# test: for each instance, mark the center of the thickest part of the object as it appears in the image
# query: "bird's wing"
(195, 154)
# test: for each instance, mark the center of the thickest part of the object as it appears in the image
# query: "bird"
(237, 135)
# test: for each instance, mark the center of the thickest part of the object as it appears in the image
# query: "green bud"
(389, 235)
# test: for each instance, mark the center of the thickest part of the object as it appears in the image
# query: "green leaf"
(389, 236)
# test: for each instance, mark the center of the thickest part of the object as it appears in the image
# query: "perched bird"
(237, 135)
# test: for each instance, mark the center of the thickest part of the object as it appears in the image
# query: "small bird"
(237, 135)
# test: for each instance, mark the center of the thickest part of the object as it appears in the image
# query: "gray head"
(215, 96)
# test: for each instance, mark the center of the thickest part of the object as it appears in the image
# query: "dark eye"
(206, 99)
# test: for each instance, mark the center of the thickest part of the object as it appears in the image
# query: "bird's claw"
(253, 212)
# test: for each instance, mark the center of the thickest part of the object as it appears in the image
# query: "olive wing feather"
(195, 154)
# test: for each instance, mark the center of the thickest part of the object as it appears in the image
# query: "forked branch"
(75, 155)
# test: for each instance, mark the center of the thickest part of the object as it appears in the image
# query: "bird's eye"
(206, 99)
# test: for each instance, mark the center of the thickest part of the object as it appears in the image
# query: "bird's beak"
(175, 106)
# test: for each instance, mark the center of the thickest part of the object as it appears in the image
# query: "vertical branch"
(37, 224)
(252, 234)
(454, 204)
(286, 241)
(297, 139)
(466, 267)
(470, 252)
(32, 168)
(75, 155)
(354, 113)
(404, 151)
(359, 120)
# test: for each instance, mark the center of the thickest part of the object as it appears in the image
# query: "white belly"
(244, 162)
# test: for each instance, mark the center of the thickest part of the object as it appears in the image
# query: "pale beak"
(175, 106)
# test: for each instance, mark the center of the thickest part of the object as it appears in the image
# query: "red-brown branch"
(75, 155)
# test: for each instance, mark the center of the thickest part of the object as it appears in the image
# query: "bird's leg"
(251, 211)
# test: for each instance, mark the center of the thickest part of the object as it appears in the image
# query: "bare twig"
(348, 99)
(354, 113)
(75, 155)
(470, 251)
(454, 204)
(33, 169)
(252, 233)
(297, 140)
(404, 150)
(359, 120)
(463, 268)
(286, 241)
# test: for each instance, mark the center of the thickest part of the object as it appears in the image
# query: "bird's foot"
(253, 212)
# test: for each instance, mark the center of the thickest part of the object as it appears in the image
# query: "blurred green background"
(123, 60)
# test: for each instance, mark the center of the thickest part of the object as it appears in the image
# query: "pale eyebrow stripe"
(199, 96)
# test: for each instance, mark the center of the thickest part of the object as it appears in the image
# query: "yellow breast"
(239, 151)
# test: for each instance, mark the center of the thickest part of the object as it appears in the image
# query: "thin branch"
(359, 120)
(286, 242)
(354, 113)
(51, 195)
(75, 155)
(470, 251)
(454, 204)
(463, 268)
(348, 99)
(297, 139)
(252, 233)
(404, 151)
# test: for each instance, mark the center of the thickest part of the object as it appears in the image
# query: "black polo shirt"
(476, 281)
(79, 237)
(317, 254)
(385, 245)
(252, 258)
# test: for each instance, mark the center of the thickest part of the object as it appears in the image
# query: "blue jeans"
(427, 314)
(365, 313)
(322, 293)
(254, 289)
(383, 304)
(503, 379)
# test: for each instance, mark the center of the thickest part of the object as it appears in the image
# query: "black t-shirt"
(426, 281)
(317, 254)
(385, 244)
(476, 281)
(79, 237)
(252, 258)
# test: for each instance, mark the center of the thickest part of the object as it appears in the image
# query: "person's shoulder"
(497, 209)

**What you will do:**
Each record needs to be duplicated exactly as given.

**Reply to the exercise:**
# test: for each instance, mark the center of the thickest part of the object as it appears in the image
# query: "bird's wing"
(195, 154)
# test: for each instance, mark the center of the thickest part of the object as it appears in the image
# query: "bird"
(237, 135)
# test: for each instance, mark the center of the thickest part of the object as it appears in the image
# query: "green bud"
(389, 235)
# test: for each instance, mark the center of the thickest part of the object as it appears in the image
# query: "green leaf"
(389, 236)
# test: for each instance, mark the center of the thickest part of the object as it appears in the image
# query: "perched bird"
(237, 135)
# test: for each instance, mark the center of the thickest part of the object as it appears in the image
# query: "small bird"
(237, 135)
# test: for each instance, mark the center of the thickest part of the object as it appears in the image
# query: "gray head"
(215, 96)
# test: for each instance, mark the center of the thickest part of the object as it appears in the image
# query: "dark eye"
(206, 99)
# test: for each instance, mark the center of the thickest part of the object as it appears in the image
# query: "bird's claw"
(253, 212)
# test: for each instance, mark the center of the thickest part of the object as it appears in the image
# query: "olive wing feather"
(195, 154)
# test: for each instance, mark the center of the thickest part of the object as it appears in the image
# query: "forked branch"
(75, 155)
# test: for each instance, mark the center of the thickest part of the object as it appears in the image
# query: "bird's eye"
(206, 99)
# test: for each instance, mark the center of the thickest part of the object as it appears in the image
# query: "bird's beak"
(175, 106)
# test: for each instance, mark the center of the thickest part of the object as it appears in the image
# query: "vertical branch"
(37, 224)
(252, 234)
(454, 204)
(286, 241)
(297, 139)
(466, 267)
(470, 252)
(32, 168)
(75, 155)
(354, 113)
(404, 151)
(359, 120)
# test: for each instance, mark the center of the thickest part of the object as it appears in the image
# query: "white belly"
(244, 162)
# test: for each instance, mark the center of the thickest part of the object as it appears in the image
# query: "pale beak"
(175, 106)
# test: for each instance, mark the center of the thickest part of the object as it appears in the image
# query: "red-brown branch"
(75, 155)
# test: for each instance, mark the center of the thickest part of the object as it appears in the image
# query: "bird's leg"
(251, 211)
# test: for each instance, mark the center of the thickest part of the object as it appears in the image
# query: "bare twig"
(348, 99)
(354, 113)
(75, 155)
(470, 251)
(454, 204)
(33, 169)
(252, 233)
(297, 140)
(404, 150)
(359, 120)
(463, 268)
(286, 241)
# test: for each instance, mark the center of the thickest part of the object as it appears in the image
# query: "bird's foot"
(253, 212)
# test: for each instance, mark the center of the thickest part of the object as it appears in the image
# query: "blurred green background"
(123, 60)
# test: for each instance, mark the center of the thickest part of the object as it appears in the image
# query: "pale eyebrow stripe"
(199, 96)
# test: for each instance, mark the center of the thickest part of the object as it appears in the image
# query: "yellow breast"
(239, 151)
# test: for each instance, mark the center of the thickest part of the object as it appears in the image
# query: "thin branch"
(359, 120)
(286, 242)
(354, 113)
(51, 195)
(75, 155)
(470, 251)
(454, 204)
(463, 268)
(348, 99)
(297, 139)
(252, 233)
(404, 151)
# test: for each instance, mark the center of the thickest part of the object as it appears in the image
# query: "black polo shirt"
(476, 281)
(79, 237)
(317, 254)
(385, 245)
(252, 258)
# test: for each instance, mark the center of the thickest part of the object as it appears in the image
# query: "blue jeans"
(427, 314)
(365, 313)
(322, 293)
(254, 289)
(383, 304)
(503, 379)
# test: for each instance, mark the center of the thickest part of the object as it appears in the image
# query: "black t-shirt"
(426, 281)
(317, 254)
(385, 244)
(476, 281)
(79, 237)
(252, 258)
# test: for each instance, mark the center of the thickest part of the object as it appears in the image
# query: "person's shoulder"
(497, 209)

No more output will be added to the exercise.